-- The task --
Transcribe the entries below exactly; leave every image out.

[Stored data entries]
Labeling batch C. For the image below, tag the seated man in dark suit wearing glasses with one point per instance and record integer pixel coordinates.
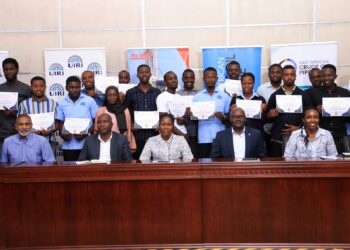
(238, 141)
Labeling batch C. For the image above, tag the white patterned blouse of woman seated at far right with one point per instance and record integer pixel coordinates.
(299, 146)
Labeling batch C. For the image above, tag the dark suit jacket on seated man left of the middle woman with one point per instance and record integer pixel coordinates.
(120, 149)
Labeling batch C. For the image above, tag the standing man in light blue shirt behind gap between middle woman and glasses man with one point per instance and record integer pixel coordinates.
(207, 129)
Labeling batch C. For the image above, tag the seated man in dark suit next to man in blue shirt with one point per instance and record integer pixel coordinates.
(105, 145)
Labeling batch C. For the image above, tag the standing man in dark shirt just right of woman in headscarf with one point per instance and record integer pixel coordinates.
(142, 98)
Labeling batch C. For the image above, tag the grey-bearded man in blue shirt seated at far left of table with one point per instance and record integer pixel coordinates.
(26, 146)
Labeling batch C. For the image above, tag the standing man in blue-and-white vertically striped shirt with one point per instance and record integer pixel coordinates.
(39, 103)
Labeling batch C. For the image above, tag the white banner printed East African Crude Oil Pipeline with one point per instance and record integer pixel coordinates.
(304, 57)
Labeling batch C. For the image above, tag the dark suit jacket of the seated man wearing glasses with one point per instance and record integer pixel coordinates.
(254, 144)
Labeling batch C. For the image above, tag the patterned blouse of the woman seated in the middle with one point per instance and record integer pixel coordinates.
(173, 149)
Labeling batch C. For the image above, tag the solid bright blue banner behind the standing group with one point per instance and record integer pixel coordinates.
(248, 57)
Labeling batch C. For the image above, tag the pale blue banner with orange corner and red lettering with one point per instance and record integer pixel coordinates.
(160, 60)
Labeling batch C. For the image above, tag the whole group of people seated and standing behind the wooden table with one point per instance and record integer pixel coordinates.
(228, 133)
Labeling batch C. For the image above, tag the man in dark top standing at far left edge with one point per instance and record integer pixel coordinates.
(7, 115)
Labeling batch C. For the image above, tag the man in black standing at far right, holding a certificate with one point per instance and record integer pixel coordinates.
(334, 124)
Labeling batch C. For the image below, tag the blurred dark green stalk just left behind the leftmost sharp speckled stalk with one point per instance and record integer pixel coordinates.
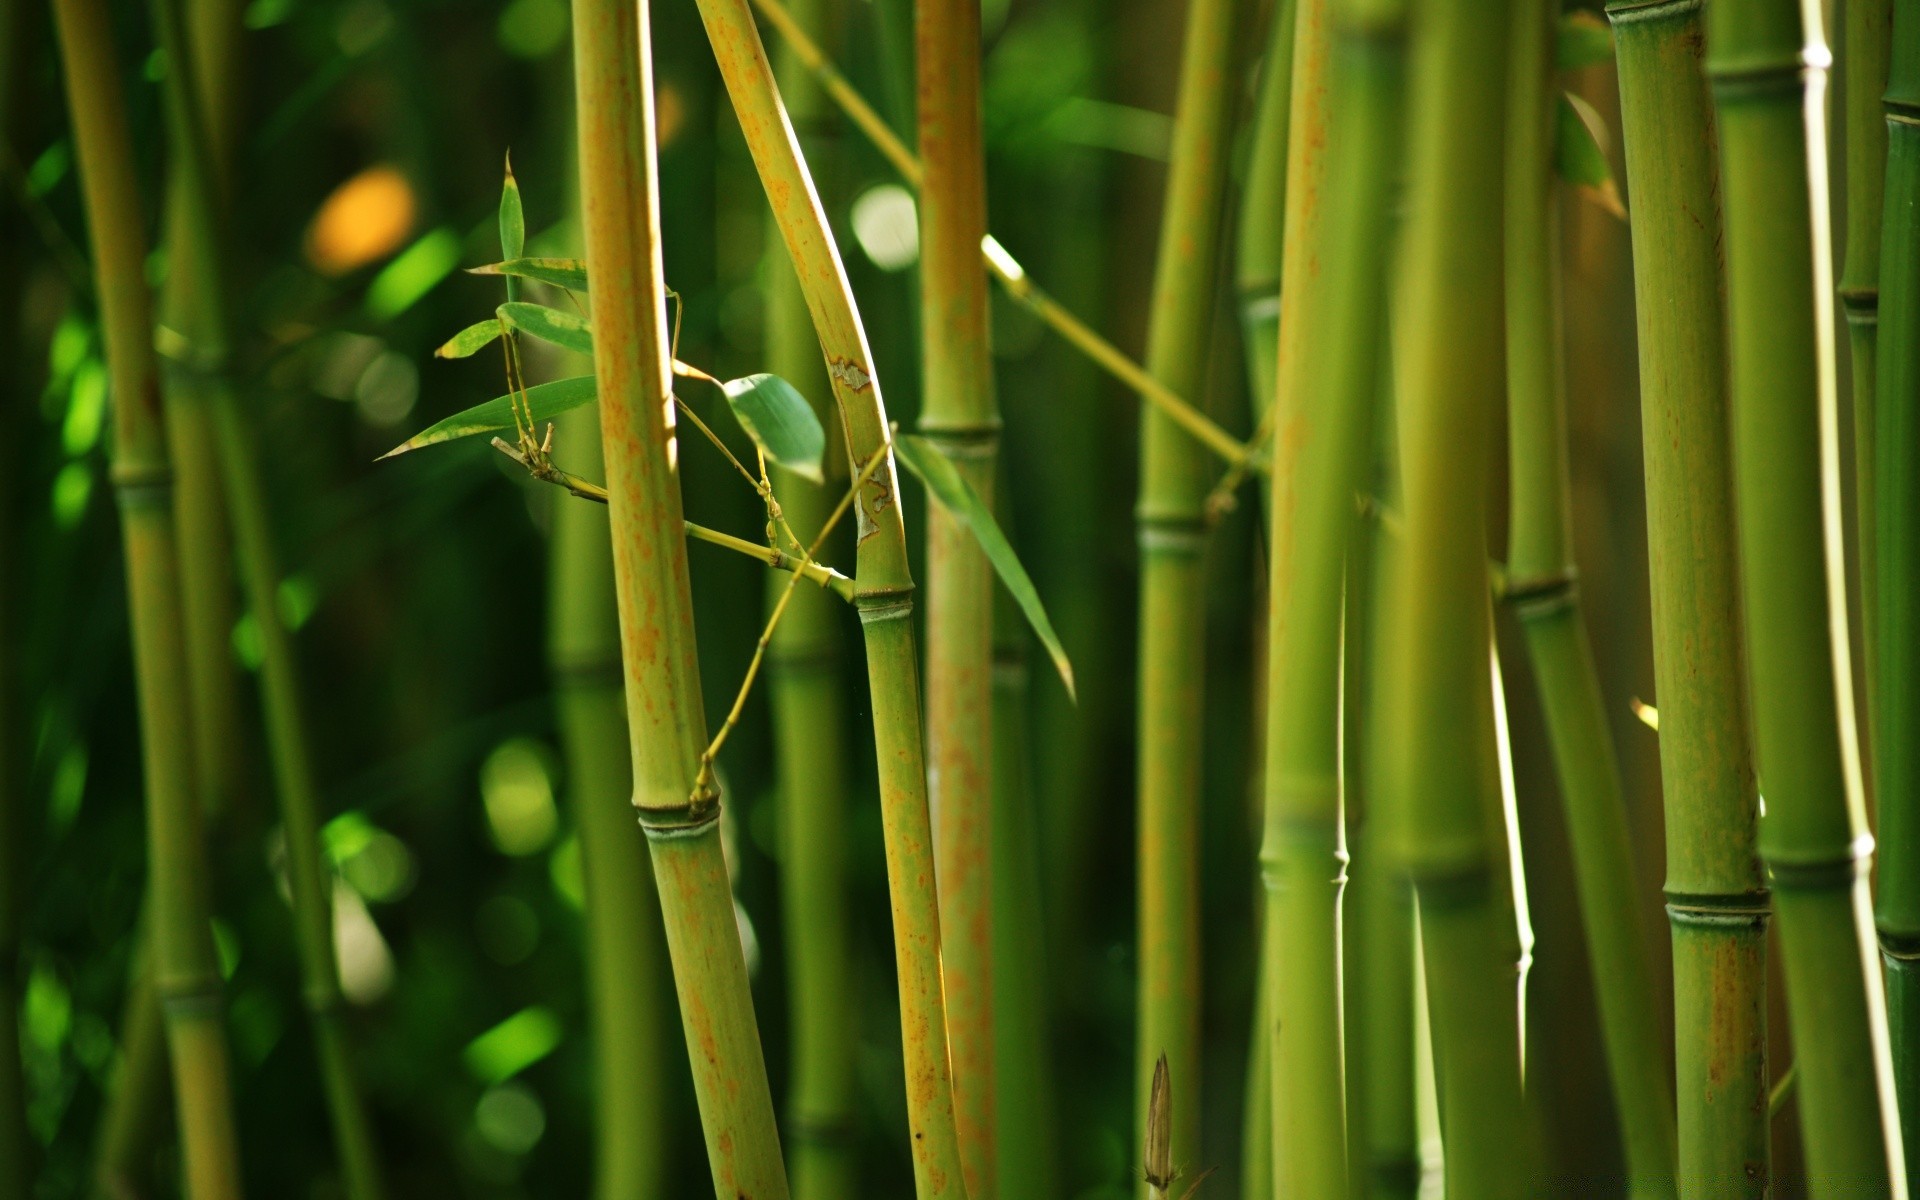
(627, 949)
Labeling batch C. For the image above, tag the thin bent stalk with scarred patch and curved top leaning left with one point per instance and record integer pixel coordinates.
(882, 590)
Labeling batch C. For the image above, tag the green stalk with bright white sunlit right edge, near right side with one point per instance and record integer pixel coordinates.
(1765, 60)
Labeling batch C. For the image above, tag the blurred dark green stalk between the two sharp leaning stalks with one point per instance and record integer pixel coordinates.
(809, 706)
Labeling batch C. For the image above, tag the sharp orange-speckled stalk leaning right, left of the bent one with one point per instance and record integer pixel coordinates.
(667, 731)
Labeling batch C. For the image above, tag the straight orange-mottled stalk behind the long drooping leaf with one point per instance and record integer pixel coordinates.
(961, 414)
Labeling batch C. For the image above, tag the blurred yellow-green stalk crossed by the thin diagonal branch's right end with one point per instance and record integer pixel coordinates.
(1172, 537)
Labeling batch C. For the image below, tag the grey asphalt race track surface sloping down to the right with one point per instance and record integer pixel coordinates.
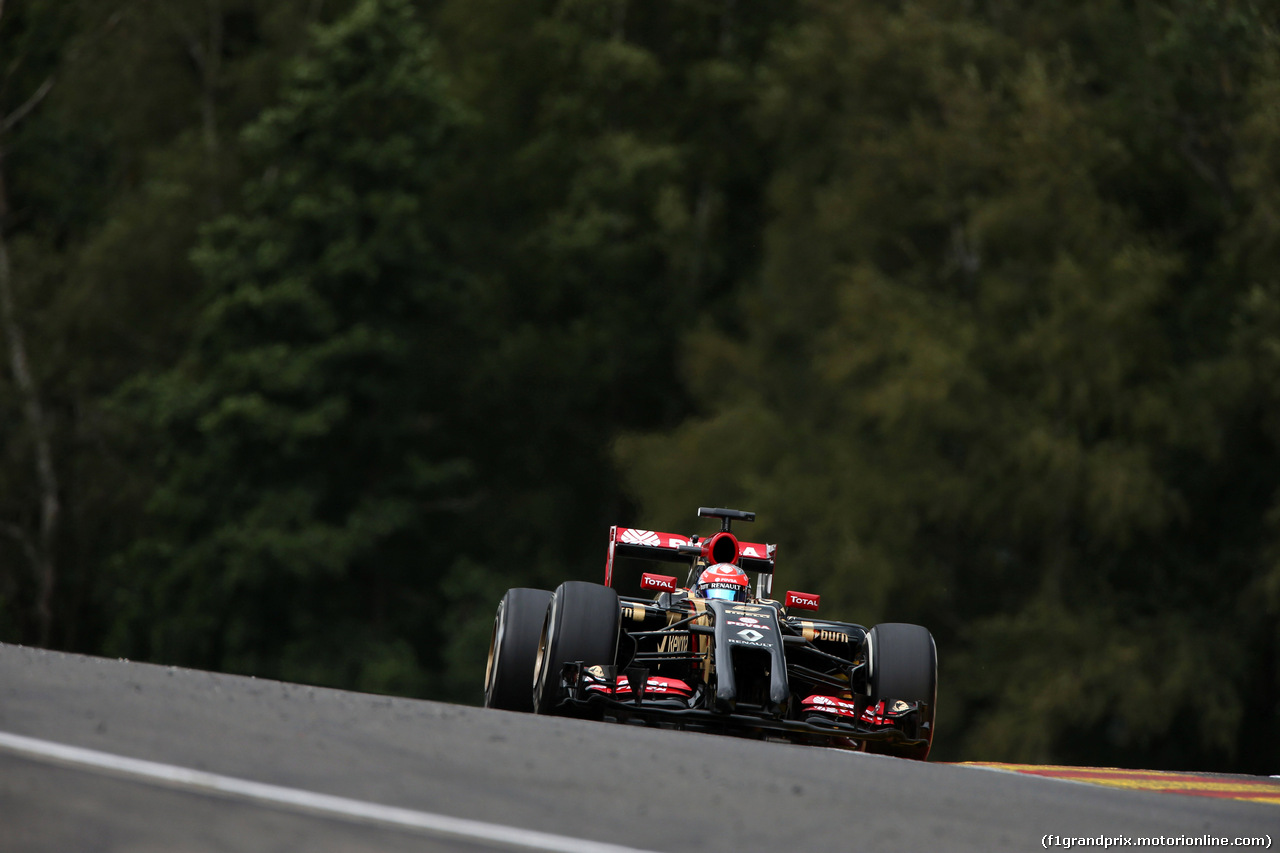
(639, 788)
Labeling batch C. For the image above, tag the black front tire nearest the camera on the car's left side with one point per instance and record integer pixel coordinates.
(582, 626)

-- Solved problem --
Labeling batch C. For the image below, tag the seated man in dark suit wearing glasses with one point per instance and record integer pixel coordinates.
(238, 141)
Labeling batch C. For the image above, tag the white patterned blouse of woman seated at far right with one point per instance and record integer pixel coordinates.
(299, 146)
Labeling batch C. For the image above, tag the dark suit jacket on seated man left of the middle woman with one point per instance and record integer pixel coordinates.
(120, 149)
Labeling batch C. For the image above, tag the standing man in light blue shirt behind gap between middle woman and glasses man with one point per instance and record integer pixel coordinates.
(207, 129)
Labeling batch C. For the image above, tag the seated man in dark suit next to man in blue shirt with one point per instance and record integer pixel coordinates.
(105, 145)
Labeling batch C. For the image above, tag the standing man in dark shirt just right of woman in headscarf with one point per instance and record integer pixel coordinates.
(142, 98)
Labeling batch C. For the image above, tag the grey-bearded man in blue shirt seated at far left of table with one point per instance and record integer pixel coordinates.
(26, 146)
Labeling batch C. For the image above, tag the standing man in blue-and-white vertically striped shirt with one point per instance and record integer pixel coordinates.
(39, 103)
Labeling batch C. For the image above, tag the white banner printed East African Crude Oil Pipeline with one point per instance and record integer pixel coordinates.
(304, 57)
Labeling batch C. For the image above, tag the dark suit jacket of the seated man wearing glasses with one point per instance and record integer pixel coordinates.
(254, 144)
Labeling batch C. For the image above, tag the patterned blouse of the woman seated in the middle with one point per instance and record integer pixel coordinates.
(173, 149)
Labeling batch C. For the image above, tag the solid bright blue banner behind the standing group with one point per instance and record integer pixel coordinates.
(248, 57)
Labeling batch C. For the image above, tag the pale blue banner with orange corner and red lettering with one point per instance and record integer pixel coordinates.
(160, 60)
Labeling batch C. For the image above, tag the whole group of people seated and standing behind the wooden table with one point per instance and record integer pixel coordinates.
(228, 133)
Labeling batch C. For the image above, tag the man in dark top standing at far left edge with one point per instance and record integer pixel coordinates.
(7, 115)
Labeling batch C. For the image above, tag the man in black standing at far right, holding a certificate with one point per instance and record integer pixel coordinates.
(334, 124)
Labeling batch C. For the image below, tag the blurred dark green stalk just left behind the leftmost sharp speckled stalk with one point per instance and record integer pixel coordinates.
(627, 949)
Labeling batch C. For the image above, tag the thin bent stalk with scarred patch and curved top leaning left with one point per instance and record integer pixel coordinates.
(882, 590)
Labeling batch C. For the image above, tag the green stalk with bright white sunlit right edge, near right side with one point per instance and record integer pixel coordinates.
(1765, 60)
Labeling batch C. For the image above, tag the blurred dark green stalk between the two sharp leaning stalks with one point per instance and record integer pixel coordinates.
(809, 706)
Labeling batch C. For the image above, tag the sharp orange-speckled stalk leaning right, left of the bent one with one point per instance and record integer pixel coordinates.
(667, 731)
Labeling batch C. For the image above, tag the straight orange-mottled stalk behind the long drooping leaf with one point per instance and record integer pixel coordinates.
(961, 414)
Labeling batch C. For the image above, tag the blurred yellow-green stalk crossed by the thin diagonal branch's right end with one point per instance and record integer pixel coordinates.
(1172, 537)
Labeling batch C. For the image below, tag the grey asphalt race track surface sloping down to the right with one point per instance and record integer pixel coordinates.
(639, 788)
Labeling batch C. For the image above, tag the black front tire nearest the camera on the car's left side with one point per instance and record integer pixel coordinates.
(582, 626)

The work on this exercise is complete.